#### WORK ORDER:
The answer must consist only of the lines from the line with "# pick out the trimmed" to the line with "# pick out the craftsman", both included, exactly as they stand below.

Referring expression data:
BEGIN

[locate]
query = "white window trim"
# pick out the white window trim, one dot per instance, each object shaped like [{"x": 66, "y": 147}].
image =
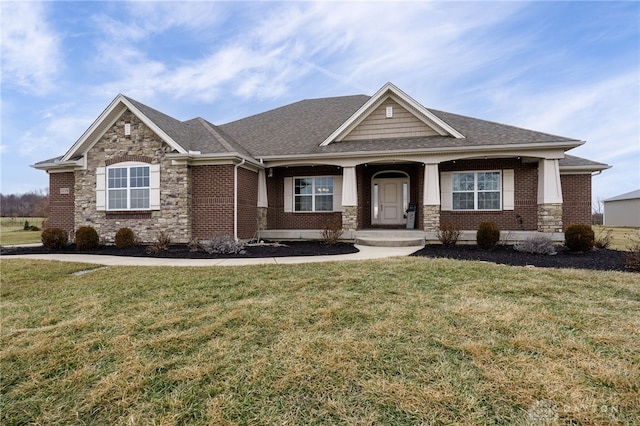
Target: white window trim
[
  {"x": 289, "y": 194},
  {"x": 102, "y": 189},
  {"x": 507, "y": 190}
]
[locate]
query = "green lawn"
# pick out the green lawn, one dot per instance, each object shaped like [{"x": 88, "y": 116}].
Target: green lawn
[
  {"x": 12, "y": 230},
  {"x": 397, "y": 341}
]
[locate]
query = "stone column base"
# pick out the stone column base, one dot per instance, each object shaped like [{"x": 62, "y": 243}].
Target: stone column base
[
  {"x": 262, "y": 218},
  {"x": 350, "y": 218},
  {"x": 431, "y": 215},
  {"x": 550, "y": 217}
]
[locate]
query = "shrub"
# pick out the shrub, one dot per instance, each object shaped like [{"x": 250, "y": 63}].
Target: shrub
[
  {"x": 540, "y": 244},
  {"x": 603, "y": 239},
  {"x": 488, "y": 235},
  {"x": 448, "y": 233},
  {"x": 332, "y": 232},
  {"x": 224, "y": 244},
  {"x": 54, "y": 238},
  {"x": 87, "y": 238},
  {"x": 579, "y": 238},
  {"x": 125, "y": 238},
  {"x": 633, "y": 255},
  {"x": 162, "y": 243}
]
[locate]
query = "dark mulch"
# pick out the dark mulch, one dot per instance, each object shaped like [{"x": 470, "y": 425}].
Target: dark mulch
[
  {"x": 601, "y": 259},
  {"x": 290, "y": 248}
]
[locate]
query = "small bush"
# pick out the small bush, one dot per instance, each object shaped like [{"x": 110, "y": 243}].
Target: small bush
[
  {"x": 162, "y": 243},
  {"x": 448, "y": 233},
  {"x": 54, "y": 238},
  {"x": 579, "y": 238},
  {"x": 125, "y": 238},
  {"x": 632, "y": 260},
  {"x": 603, "y": 239},
  {"x": 224, "y": 244},
  {"x": 540, "y": 244},
  {"x": 488, "y": 235},
  {"x": 332, "y": 232},
  {"x": 87, "y": 238}
]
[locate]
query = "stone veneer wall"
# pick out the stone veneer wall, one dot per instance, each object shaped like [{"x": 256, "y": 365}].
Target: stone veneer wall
[{"x": 175, "y": 193}]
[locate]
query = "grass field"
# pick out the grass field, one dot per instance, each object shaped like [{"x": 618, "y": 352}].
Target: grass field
[
  {"x": 399, "y": 341},
  {"x": 12, "y": 230}
]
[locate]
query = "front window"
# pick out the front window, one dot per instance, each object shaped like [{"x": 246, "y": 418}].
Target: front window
[
  {"x": 128, "y": 188},
  {"x": 313, "y": 194},
  {"x": 477, "y": 191}
]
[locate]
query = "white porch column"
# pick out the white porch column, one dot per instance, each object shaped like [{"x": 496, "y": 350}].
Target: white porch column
[
  {"x": 431, "y": 198},
  {"x": 549, "y": 196},
  {"x": 349, "y": 199},
  {"x": 431, "y": 194},
  {"x": 262, "y": 189},
  {"x": 549, "y": 188}
]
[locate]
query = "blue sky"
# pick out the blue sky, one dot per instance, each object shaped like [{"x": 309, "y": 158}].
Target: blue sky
[{"x": 567, "y": 68}]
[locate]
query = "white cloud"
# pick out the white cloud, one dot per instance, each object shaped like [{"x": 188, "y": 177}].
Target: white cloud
[{"x": 31, "y": 57}]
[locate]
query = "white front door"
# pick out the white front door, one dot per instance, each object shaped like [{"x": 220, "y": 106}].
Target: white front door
[{"x": 388, "y": 200}]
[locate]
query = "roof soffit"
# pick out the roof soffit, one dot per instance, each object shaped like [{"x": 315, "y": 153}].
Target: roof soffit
[
  {"x": 108, "y": 117},
  {"x": 390, "y": 91}
]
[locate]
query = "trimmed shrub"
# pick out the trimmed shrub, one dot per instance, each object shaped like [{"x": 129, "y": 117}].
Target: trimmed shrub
[
  {"x": 448, "y": 233},
  {"x": 488, "y": 235},
  {"x": 125, "y": 238},
  {"x": 87, "y": 238},
  {"x": 223, "y": 245},
  {"x": 539, "y": 244},
  {"x": 332, "y": 232},
  {"x": 579, "y": 238},
  {"x": 54, "y": 238}
]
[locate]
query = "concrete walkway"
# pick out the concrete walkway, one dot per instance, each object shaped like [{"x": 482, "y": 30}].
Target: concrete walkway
[{"x": 365, "y": 253}]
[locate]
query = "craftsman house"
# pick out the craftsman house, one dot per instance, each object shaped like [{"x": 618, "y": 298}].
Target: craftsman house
[{"x": 361, "y": 161}]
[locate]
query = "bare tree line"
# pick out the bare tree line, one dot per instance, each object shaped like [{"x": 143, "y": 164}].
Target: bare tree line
[{"x": 31, "y": 204}]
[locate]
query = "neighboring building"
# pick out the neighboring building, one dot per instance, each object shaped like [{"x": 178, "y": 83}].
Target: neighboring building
[
  {"x": 359, "y": 160},
  {"x": 623, "y": 210}
]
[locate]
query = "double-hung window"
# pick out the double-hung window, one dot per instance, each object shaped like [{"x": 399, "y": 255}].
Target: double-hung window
[
  {"x": 313, "y": 194},
  {"x": 477, "y": 190},
  {"x": 128, "y": 188}
]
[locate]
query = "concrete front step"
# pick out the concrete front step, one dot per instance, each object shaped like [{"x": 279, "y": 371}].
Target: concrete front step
[{"x": 390, "y": 238}]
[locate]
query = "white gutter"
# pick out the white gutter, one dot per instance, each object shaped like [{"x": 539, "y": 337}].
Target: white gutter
[{"x": 235, "y": 199}]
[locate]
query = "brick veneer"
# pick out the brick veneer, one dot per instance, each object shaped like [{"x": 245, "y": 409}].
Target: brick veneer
[
  {"x": 576, "y": 195},
  {"x": 61, "y": 206},
  {"x": 145, "y": 146},
  {"x": 277, "y": 218},
  {"x": 525, "y": 214}
]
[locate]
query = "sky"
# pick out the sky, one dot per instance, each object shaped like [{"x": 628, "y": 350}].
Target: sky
[{"x": 566, "y": 68}]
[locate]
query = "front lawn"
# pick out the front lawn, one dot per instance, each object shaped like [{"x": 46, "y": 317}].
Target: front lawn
[{"x": 396, "y": 341}]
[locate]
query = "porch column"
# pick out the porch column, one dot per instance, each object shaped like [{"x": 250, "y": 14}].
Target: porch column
[
  {"x": 431, "y": 198},
  {"x": 549, "y": 196},
  {"x": 349, "y": 199},
  {"x": 263, "y": 202}
]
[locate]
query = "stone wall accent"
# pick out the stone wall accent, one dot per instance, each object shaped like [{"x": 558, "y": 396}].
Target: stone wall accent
[
  {"x": 431, "y": 221},
  {"x": 175, "y": 193},
  {"x": 550, "y": 217},
  {"x": 350, "y": 218},
  {"x": 61, "y": 204}
]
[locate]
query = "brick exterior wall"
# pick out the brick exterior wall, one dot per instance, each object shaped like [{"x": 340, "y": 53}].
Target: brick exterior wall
[
  {"x": 524, "y": 217},
  {"x": 145, "y": 146},
  {"x": 277, "y": 218},
  {"x": 576, "y": 195},
  {"x": 61, "y": 206}
]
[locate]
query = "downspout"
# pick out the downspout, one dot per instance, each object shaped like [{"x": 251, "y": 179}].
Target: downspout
[{"x": 235, "y": 199}]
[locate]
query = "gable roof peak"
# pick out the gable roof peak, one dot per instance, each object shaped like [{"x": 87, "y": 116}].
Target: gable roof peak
[{"x": 389, "y": 90}]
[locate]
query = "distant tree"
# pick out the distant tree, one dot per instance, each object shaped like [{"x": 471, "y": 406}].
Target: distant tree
[{"x": 31, "y": 204}]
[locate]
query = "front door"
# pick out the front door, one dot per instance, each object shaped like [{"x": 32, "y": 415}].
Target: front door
[{"x": 389, "y": 197}]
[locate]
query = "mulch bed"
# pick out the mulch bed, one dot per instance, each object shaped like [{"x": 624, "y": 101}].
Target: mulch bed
[
  {"x": 181, "y": 251},
  {"x": 600, "y": 259}
]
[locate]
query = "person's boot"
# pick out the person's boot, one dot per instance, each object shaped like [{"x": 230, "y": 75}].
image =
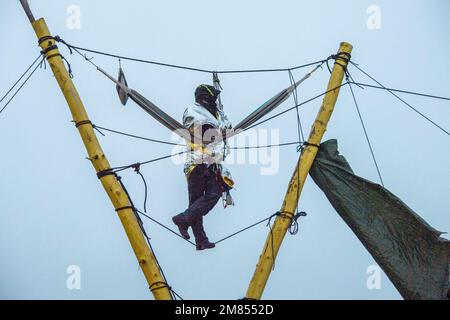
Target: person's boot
[
  {"x": 182, "y": 221},
  {"x": 201, "y": 239},
  {"x": 204, "y": 244}
]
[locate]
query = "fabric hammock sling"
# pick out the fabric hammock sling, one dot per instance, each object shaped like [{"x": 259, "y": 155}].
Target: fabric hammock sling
[{"x": 162, "y": 117}]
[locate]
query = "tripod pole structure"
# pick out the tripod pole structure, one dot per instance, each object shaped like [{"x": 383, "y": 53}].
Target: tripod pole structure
[
  {"x": 306, "y": 159},
  {"x": 112, "y": 186}
]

END

#### OUTPUT OF THE EXERCISE:
# pick out the trimmed shrub, one dot per instance, each object shaped like [{"x": 129, "y": 117}].
Target: trimmed shrub
[
  {"x": 448, "y": 233},
  {"x": 488, "y": 235},
  {"x": 125, "y": 238},
  {"x": 87, "y": 238},
  {"x": 223, "y": 245},
  {"x": 539, "y": 244},
  {"x": 332, "y": 232},
  {"x": 579, "y": 238},
  {"x": 54, "y": 238}
]
[locate]
query = "concrete walkway"
# pick out the concrete walkway, one dot per instance, each object shaped like [{"x": 482, "y": 30}].
Target: concrete walkway
[{"x": 365, "y": 253}]
[locate]
query = "craftsman house"
# pick out the craftsman house, one dot per instance, each object shaped like [{"x": 618, "y": 298}].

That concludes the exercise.